作業内容 –
以下の行をすべて、一字も変えずに書き写してください。写真は答えに入れないでください。
# # # # # # #
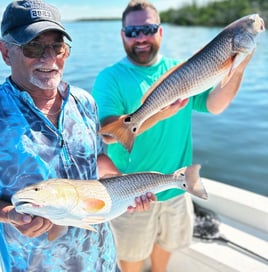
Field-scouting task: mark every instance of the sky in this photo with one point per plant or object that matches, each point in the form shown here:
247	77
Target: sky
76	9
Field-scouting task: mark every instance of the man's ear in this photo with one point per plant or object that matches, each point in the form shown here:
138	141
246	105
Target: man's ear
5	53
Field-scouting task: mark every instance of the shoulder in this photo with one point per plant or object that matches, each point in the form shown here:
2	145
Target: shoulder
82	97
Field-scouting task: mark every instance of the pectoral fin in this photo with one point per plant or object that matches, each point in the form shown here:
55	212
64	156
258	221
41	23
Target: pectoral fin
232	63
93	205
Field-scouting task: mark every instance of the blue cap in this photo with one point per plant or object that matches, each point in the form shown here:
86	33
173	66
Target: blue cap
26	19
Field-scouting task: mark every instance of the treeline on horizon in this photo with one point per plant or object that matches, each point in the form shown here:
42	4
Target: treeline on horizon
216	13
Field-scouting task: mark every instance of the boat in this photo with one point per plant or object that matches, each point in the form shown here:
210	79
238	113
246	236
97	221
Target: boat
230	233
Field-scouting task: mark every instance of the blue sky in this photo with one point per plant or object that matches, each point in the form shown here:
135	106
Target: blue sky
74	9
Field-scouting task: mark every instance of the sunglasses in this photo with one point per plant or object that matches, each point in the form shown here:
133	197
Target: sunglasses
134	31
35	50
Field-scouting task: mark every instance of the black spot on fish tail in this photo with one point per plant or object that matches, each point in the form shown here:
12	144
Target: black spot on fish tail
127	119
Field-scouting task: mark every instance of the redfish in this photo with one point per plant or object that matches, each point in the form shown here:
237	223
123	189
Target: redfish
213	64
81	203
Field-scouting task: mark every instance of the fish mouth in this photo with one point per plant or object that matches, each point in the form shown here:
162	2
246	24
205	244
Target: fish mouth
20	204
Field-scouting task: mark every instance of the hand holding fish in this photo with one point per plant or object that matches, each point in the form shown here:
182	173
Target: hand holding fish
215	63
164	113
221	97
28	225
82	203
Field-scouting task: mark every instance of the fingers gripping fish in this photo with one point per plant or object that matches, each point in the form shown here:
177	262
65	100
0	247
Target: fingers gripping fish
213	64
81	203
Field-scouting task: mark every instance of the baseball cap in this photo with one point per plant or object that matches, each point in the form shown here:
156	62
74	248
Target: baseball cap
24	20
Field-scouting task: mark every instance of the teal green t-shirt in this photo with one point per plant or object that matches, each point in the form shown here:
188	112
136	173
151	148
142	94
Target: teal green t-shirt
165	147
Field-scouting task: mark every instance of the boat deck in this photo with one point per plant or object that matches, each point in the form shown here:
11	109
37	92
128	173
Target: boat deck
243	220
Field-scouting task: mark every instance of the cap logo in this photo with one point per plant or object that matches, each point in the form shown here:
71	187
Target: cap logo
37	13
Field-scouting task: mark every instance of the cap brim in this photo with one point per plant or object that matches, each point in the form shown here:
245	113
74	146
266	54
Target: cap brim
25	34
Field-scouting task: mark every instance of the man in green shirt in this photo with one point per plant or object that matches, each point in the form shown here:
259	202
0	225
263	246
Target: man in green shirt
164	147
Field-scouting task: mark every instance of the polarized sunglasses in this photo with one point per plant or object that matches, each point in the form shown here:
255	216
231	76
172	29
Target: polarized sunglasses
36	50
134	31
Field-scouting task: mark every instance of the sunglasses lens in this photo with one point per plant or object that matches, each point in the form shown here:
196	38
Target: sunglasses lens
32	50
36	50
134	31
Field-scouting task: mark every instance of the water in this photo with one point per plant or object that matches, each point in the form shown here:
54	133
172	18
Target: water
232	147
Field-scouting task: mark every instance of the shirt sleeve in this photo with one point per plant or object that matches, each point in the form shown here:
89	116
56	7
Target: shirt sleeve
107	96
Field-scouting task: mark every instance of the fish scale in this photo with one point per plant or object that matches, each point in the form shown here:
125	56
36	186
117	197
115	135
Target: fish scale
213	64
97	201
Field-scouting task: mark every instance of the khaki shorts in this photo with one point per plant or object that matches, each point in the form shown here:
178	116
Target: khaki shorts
# # # # # # #
解答例 –
Field-scouting task: mark every instance of the sky in this photo with one point per plant or object that matches, each point in the form shown here:
247	77
Target: sky
76	9
Field-scouting task: mark every instance of the man's ear in this photo with one point per plant or object that matches, each point in the form shown here:
138	141
246	105
Target: man's ear
5	53
Field-scouting task: mark every instance of the shoulder in this photo with one point per plant or object that matches, each point in the form shown here:
2	145
Target: shoulder
82	97
Field-scouting task: mark every instance of the pectoral fin in this photo with one point per plant or object that matches, each point in the form shown here:
55	212
64	156
258	221
41	23
Target: pectoral fin
232	63
93	205
Field-scouting task: mark every instance of the blue cap in this photo with one point per plant or object that matches, each point in the form shown here:
86	33
173	66
Target: blue cap
26	19
Field-scouting task: mark every instance of the treeline on horizon in this photo with one point per plant or object that matches, each point in the form shown here:
42	4
Target: treeline on horizon
216	13
Field-scouting task: mark every instance of the boat in this photo with one point per plant or object that matches, each point in the form shown here:
210	79
238	113
246	236
97	221
Target: boat
230	233
Field-scouting task: mark every instance of the blue sky in this photo with one point per plant or object that matches, each point in the form shown here:
135	106
Target: blue sky
74	9
Field-scouting task: mark every instance of the sunglasses in this photo with one point per plant or object that matches, each point in the form shown here:
133	197
Target: sunglasses
134	31
35	50
Field-scouting task: mark every instance of the black spot on fish tail in this photo with one point per plant or object that matches, each point in the form shown here:
12	144
Target: black spot on fish tail
127	119
Field-scouting task: mark every instance of the redfish in this photo with one point per plant or object that matches, each point in the form shown here:
237	223
123	189
Target: redfish
213	64
81	203
Field-scouting task: mark every instance of the fish mouth in this photo with one point per plant or object that matches, each point in the form shown here:
162	2
246	24
205	244
Target: fish mouth
20	204
Field-scouting task: mark every instance of the hand holding fish in this photo with one point per plant or object that matches, each point in the form shown here:
182	173
Target: hand holding fish
215	63
164	113
221	97
28	225
82	203
Field-scouting task: mark every instance of the fingers gripping fish in this photo with one point per plant or object that matches, each point in the form shown here:
177	262
65	100
0	247
Target: fingers gripping fish
213	64
81	203
Field-scouting task: mark every instance of the baseball cap in this photo with one point per plant or object that matches, each point in the form shown here:
156	62
74	248
Target: baseball cap
24	20
Field-scouting task: mark every instance of the teal green t-shirt in this photo with one point per plant or object that matches, each point in the form shown here:
188	112
136	173
151	148
142	94
Target: teal green t-shirt
165	147
Field-scouting task: mark every instance of the boat deck in this photo with one point per plant or object that matches, each point in the form shown here:
11	109
37	92
128	173
Target: boat deck
243	220
Field-scouting task: mark every instance of the cap logo in this photo with one point per plant or object that matches, each point in the form shown here:
71	187
Target: cap logo
37	13
Field-scouting task: mark every instance of the cap brim in this photo with one point per plant or object that matches, each point in the form shown here:
245	113
74	146
266	54
Target: cap brim
25	34
Field-scouting task: mark every instance of the man in green shirt in this photo with one point per plant or object that matches, each point in the form shown here:
259	202
0	225
263	246
Target: man in green shirt
164	147
Field-scouting task: mark every instance of the polarized sunglasses in this photo with one point per plant or object that matches, each point in the form shown here:
255	216
231	76
172	29
Target: polarized sunglasses
36	50
134	31
Field-scouting task: mark every instance of the sunglasses lens in this photo with one point per plant or object that matches, each point in the form shown here:
196	38
Target: sunglasses lens
32	50
36	50
134	31
Field-scouting task: mark every instance of the water in this photo with one point per plant or object that matches, each point in the form shown here:
54	133
172	18
Target: water
232	147
Field-scouting task: mark every instance of the shirt sleeve in this photo with one point per plant or object that matches, each point in the form shown here:
89	116
56	7
Target: shirt sleeve
107	96
Field-scouting task: mark every instance of the fish scale in this photo with one point per plant or object that matches, each point in the form shown here:
125	56
36	186
117	197
115	135
Target: fish scale
213	64
97	201
Field-scouting task: mark every instance of the khaki shorts in this photo with one point per plant or object that matches, each point in the form shown here:
178	116
Target: khaki shorts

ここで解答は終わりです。